== RECORD SET

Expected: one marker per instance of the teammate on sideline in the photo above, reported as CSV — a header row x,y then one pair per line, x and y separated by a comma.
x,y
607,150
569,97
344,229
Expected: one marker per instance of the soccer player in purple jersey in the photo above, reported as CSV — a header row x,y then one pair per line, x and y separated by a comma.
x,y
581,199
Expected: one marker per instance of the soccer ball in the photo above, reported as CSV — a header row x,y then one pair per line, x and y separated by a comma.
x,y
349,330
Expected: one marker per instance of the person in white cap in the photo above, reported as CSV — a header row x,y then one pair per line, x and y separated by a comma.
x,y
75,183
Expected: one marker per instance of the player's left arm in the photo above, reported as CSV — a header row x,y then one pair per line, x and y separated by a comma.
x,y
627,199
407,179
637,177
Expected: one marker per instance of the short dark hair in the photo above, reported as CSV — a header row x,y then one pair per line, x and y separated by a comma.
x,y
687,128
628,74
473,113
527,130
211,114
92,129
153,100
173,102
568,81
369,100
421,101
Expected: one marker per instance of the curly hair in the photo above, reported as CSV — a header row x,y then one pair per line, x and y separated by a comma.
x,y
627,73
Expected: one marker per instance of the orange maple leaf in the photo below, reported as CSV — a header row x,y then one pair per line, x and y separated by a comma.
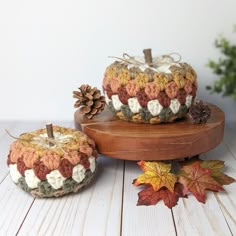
x,y
216,166
156,174
197,179
149,197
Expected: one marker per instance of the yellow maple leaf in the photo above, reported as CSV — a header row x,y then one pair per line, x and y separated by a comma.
x,y
156,174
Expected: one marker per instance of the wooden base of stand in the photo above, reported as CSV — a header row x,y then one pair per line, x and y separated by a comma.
x,y
132,141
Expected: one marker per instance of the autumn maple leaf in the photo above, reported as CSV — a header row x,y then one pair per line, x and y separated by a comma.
x,y
157,174
216,166
197,179
149,197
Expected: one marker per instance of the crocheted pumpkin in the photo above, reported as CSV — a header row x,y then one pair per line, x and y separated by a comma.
x,y
55,168
149,93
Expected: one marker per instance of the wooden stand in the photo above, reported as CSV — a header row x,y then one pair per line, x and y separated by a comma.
x,y
131,141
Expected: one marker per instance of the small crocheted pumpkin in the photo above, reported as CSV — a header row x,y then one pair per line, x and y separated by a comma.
x,y
161,91
55,168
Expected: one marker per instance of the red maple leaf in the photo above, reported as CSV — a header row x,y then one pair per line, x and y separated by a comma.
x,y
197,179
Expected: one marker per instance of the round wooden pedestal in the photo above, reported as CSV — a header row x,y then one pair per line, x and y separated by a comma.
x,y
132,141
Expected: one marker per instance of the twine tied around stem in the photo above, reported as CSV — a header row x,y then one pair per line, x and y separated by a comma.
x,y
149,61
47,142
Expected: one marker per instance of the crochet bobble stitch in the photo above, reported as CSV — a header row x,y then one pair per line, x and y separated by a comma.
x,y
52,171
148,96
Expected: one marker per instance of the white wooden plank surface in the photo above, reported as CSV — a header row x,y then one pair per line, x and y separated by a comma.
x,y
94,211
142,220
212,222
14,205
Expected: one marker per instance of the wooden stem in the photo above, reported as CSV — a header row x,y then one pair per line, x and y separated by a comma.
x,y
50,132
148,56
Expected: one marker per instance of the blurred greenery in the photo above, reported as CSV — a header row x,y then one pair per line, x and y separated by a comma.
x,y
225,68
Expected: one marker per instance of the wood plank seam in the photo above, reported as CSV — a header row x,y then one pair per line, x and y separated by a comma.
x,y
122,199
4,177
221,205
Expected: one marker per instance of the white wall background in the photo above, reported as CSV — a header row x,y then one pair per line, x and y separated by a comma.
x,y
50,47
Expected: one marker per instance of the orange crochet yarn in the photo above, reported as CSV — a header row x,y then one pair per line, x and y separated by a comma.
x,y
51,168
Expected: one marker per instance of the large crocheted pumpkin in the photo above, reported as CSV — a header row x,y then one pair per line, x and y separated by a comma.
x,y
149,93
52,169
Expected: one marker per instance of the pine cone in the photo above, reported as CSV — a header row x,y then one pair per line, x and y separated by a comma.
x,y
199,112
90,100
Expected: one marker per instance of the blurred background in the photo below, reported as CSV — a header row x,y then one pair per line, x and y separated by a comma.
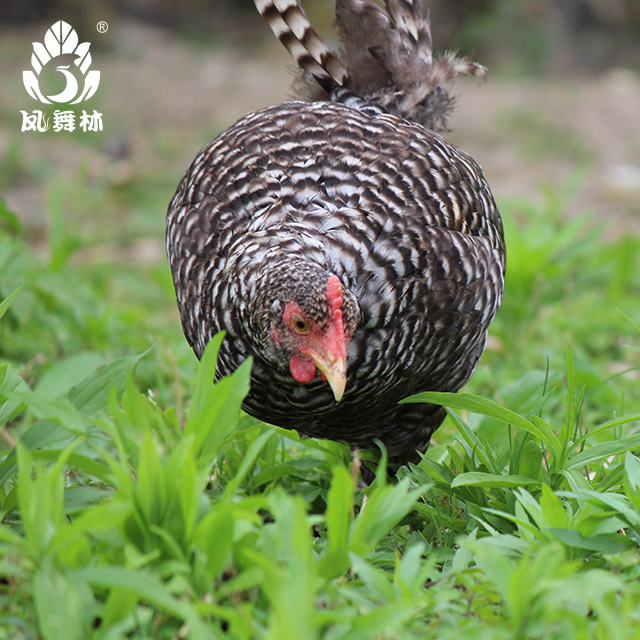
x,y
561,104
556,128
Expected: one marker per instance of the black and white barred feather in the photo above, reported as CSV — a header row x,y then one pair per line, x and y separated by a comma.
x,y
355,185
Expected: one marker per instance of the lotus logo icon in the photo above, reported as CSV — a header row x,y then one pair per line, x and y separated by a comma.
x,y
59,40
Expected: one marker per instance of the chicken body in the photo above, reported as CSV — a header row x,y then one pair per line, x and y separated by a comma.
x,y
293,194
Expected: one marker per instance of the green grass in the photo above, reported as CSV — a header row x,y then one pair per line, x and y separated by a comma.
x,y
138,502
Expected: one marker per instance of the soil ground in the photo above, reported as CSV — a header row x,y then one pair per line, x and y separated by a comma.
x,y
163,97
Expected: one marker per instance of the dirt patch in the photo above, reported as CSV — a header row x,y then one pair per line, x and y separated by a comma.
x,y
162,98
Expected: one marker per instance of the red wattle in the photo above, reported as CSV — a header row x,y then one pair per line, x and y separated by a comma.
x,y
302,369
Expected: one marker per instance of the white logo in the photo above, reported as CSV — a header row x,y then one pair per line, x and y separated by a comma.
x,y
59,40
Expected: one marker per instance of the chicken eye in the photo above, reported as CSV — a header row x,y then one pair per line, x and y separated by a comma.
x,y
300,325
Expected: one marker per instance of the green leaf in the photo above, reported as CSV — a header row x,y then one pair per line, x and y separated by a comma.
x,y
552,509
606,543
92,394
8,219
219,410
480,479
339,508
485,407
604,450
4,305
214,537
632,479
64,607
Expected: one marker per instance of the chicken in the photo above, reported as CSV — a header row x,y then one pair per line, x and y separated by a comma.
x,y
341,242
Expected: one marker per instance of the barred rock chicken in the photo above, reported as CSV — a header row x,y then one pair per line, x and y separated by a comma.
x,y
352,251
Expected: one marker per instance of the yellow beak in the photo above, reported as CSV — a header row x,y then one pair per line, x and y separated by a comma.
x,y
335,371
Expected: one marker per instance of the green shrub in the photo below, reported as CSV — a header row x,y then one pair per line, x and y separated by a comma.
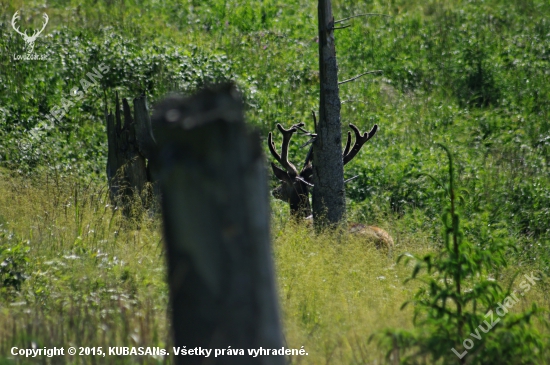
x,y
458,309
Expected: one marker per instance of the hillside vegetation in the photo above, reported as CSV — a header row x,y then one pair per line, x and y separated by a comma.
x,y
473,75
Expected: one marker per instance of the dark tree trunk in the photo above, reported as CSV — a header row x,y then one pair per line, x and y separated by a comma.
x,y
216,227
328,197
128,146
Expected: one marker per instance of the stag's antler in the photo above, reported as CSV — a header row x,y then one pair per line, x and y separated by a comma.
x,y
349,154
37,32
29,39
283,157
14,20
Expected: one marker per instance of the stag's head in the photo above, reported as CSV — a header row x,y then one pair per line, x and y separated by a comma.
x,y
294,188
295,185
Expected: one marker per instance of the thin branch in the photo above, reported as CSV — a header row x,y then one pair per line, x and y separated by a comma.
x,y
358,76
356,16
344,27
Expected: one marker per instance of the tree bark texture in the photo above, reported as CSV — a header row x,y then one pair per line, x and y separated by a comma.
x,y
328,171
128,146
216,227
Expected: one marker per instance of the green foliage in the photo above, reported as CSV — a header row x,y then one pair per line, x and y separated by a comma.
x,y
13,263
461,301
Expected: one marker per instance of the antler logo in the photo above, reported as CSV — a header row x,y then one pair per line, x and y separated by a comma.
x,y
28,39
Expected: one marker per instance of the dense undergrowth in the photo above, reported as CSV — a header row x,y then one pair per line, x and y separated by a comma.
x,y
474,75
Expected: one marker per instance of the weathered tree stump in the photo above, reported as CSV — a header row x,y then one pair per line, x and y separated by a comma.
x,y
216,225
129,145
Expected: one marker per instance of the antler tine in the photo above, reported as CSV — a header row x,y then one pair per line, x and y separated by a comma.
x,y
14,20
46,18
360,140
283,157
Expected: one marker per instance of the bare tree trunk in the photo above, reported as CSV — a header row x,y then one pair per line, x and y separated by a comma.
x,y
216,227
329,203
129,145
126,166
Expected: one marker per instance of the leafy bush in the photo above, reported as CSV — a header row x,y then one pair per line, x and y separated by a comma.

====

Find the line that contains "Expected: one marker per instance of the dark". Repeat it and every line after it, exactly as written, up to and including the last line of the records above.

### [OUTPUT OF THE TASK]
Expected: one marker per instance of the dark tree trunk in the photo above, reported as CSV — a header row x,y then one pair per line, x and y separated by a comma.
x,y
216,227
328,197
128,146
Expected: one marker per instance of the stag's antler in the photo above, reported as CSV — a header row x,y then one pair per line, x and y separated by a comma.
x,y
349,154
37,32
29,39
283,157
14,20
Expected: one marker per instance of the stag's head in the photo above, reported as CSV — a header row x,y then one pair per line, x and y separated by a comma.
x,y
294,188
295,185
Expected: one marker per instance of the thin branch in the photo above, reported as CSV — a header row x,y then one pair per line, x and y separated by a comma.
x,y
358,76
356,16
344,27
Expected: one marker per instance of the tree bark texture in the photo above, reported as CSV — a header row x,y then one pair per line, x and y separated by a comma.
x,y
328,171
128,146
216,227
Expected: one marker per instance of the green foliage in the photo above, reported as CSV — a header row x,y then one pair per line, x and y separated by a comma.
x,y
13,263
461,301
Expected: one marker per instance of the antler logo in the photo above, reported as CSV — a header row x,y then one pair per line, x and y separated by a comma.
x,y
28,39
Expected: one marker per instance of the dense undergrowth in the photo above, reported as CSV — a header row x,y then one pair per line, x and y separated by a comma.
x,y
474,75
Expected: one marker per instance of the weathered tree stump in the photo above, reported as CSV — a header row x,y then one pair per line, x and y separated by a comma.
x,y
216,225
129,145
Expected: one marker per instance of the antler tine in the photo above, reported as CSV — a header row x,y then one pair per line, x and y separated by a comma.
x,y
14,20
46,18
360,140
283,157
Expected: one marker per instance of the bare tree trunk in the photo above, reported as CSV — a header row x,y then one pair per line, x and y separated by a comma.
x,y
216,227
329,203
129,145
126,166
Expected: one marker per instance of the leafy bush in the photo above, reported as CSV — a header row x,y then one pair per line, x and y separated by a comma.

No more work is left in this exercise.